> [What to work on]: Exactly reproduce the lines from the line containing "Each instance of the gold" to the end of the data below, inclusive, and nothing else.

> [Listing]:
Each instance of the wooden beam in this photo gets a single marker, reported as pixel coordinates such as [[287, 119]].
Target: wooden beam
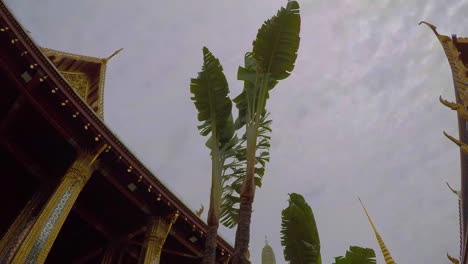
[[92, 220], [11, 115], [25, 160], [27, 90], [179, 253], [125, 191], [88, 257]]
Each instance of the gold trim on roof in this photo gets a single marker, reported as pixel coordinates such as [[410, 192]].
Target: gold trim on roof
[[102, 73], [79, 81], [72, 55]]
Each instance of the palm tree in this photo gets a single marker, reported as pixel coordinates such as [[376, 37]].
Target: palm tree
[[357, 255], [299, 234], [210, 95], [300, 238], [272, 59]]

> [Response for this exercise]:
Each instance of the gold trim on roof in this photo gets a single marker, reported as pixel coordinates such as [[410, 192]].
Target: gold trim on roof
[[102, 73], [79, 81], [72, 55]]
Each instance of the palm tree in this photo gets a single marker, reported as pixel coordinates such as [[376, 37]].
Target: palm tree
[[357, 255], [299, 234], [210, 95], [300, 238], [272, 59]]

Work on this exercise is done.